* [What this task involves] Output every record precisely.

* [Data supplied]
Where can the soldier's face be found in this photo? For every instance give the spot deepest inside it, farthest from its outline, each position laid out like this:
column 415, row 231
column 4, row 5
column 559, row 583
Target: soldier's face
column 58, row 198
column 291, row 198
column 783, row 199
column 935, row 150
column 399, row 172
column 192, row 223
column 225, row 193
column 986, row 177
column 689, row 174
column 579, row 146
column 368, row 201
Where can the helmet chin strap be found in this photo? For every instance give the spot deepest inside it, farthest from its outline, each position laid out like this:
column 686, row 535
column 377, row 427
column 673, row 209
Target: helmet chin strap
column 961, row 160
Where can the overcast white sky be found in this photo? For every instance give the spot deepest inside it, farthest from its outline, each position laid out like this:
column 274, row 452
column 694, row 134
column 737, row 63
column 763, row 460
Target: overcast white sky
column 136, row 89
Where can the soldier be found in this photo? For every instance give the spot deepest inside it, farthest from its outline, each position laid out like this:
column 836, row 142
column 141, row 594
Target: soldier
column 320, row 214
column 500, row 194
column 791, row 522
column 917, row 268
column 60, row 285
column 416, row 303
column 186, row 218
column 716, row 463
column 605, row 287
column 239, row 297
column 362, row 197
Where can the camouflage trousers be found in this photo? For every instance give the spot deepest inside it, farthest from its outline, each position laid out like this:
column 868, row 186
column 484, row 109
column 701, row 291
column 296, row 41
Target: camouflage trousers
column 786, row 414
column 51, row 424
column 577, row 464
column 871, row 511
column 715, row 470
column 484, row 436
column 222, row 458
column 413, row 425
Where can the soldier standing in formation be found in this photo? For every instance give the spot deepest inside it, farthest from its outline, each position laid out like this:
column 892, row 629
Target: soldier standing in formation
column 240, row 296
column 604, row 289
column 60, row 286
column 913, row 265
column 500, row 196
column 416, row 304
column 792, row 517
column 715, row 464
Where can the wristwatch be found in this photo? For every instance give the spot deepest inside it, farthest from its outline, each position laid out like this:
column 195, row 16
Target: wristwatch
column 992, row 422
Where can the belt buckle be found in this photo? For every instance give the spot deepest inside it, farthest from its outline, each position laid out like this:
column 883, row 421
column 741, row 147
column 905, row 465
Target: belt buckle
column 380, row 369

* [Output of the exercise]
Where can the soldier's face be found in this photo? For every instance give the spot deepest inside it, farthest from its outline, each position laid out like this:
column 415, row 231
column 4, row 5
column 559, row 583
Target: soldier's face
column 58, row 198
column 291, row 198
column 783, row 199
column 935, row 150
column 399, row 172
column 192, row 223
column 225, row 193
column 986, row 177
column 689, row 174
column 579, row 146
column 368, row 201
Where can the helmet chin strap be found in this photo? For every instance give the spot deepest inside it, farthest from its outline, each position laid out like this:
column 686, row 535
column 377, row 427
column 673, row 209
Target: helmet chin strap
column 961, row 160
Where can the overcast white sky be found in this photo? For every instance give the spot deepest inside it, farthest from its outline, each position laid out like this:
column 274, row 452
column 694, row 134
column 737, row 63
column 763, row 460
Target: overcast white sky
column 136, row 89
Where can the soldier be found in this photo? For every instance give the spot deepest inside it, farthest from its outline, each position laid out like this:
column 836, row 142
column 141, row 594
Target: soldier
column 320, row 214
column 500, row 194
column 791, row 522
column 917, row 268
column 60, row 285
column 416, row 303
column 186, row 218
column 716, row 463
column 605, row 287
column 239, row 297
column 362, row 197
Where can the camouflage trousers be found in this photo? For every instance give the spot deepest inside it, farthest from its outline, each position laid out like this:
column 868, row 186
column 484, row 109
column 701, row 291
column 296, row 41
Target: camouflage trousers
column 786, row 414
column 51, row 424
column 577, row 464
column 871, row 511
column 715, row 470
column 484, row 436
column 222, row 458
column 413, row 425
Where can the soldier standing in formation be found in this photo? For every instance give the spot deepest inside it, farthest from its outline, each position laid out like this:
column 892, row 629
Target: soldier standing in formation
column 240, row 296
column 604, row 289
column 60, row 286
column 913, row 265
column 500, row 196
column 416, row 304
column 792, row 517
column 715, row 464
Where can the wristwatch be found in this photo? For every instance give the spot deepest inside it, farthest from its outline, each position laid out like this:
column 195, row 16
Target: wristwatch
column 992, row 422
Where can the belt buckle be found in this photo? For every instance give the spot deepest inside it, farthest from its outline, each position laid out like this:
column 883, row 421
column 741, row 147
column 905, row 465
Target: belt buckle
column 380, row 369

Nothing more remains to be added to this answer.